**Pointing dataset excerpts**
****************
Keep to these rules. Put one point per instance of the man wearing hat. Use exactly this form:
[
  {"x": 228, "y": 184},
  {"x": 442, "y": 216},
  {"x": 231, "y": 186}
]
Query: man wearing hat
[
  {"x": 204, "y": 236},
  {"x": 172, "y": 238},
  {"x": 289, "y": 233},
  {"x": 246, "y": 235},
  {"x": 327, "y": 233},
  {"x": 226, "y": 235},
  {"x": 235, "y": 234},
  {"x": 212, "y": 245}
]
****************
**GIVEN PROBLEM**
Edit these records by replacing each "man wearing hat" with "person wearing hat", keeping every other character the same.

**ANSWER TO THIS PROBLEM**
Keep to these rules. Put one point per instance of the person wearing hat. Use exactly this form:
[
  {"x": 228, "y": 184},
  {"x": 442, "y": 216},
  {"x": 231, "y": 186}
]
Query: person wearing hat
[
  {"x": 204, "y": 236},
  {"x": 172, "y": 238},
  {"x": 289, "y": 233},
  {"x": 246, "y": 235},
  {"x": 327, "y": 233},
  {"x": 226, "y": 235},
  {"x": 235, "y": 234},
  {"x": 212, "y": 245}
]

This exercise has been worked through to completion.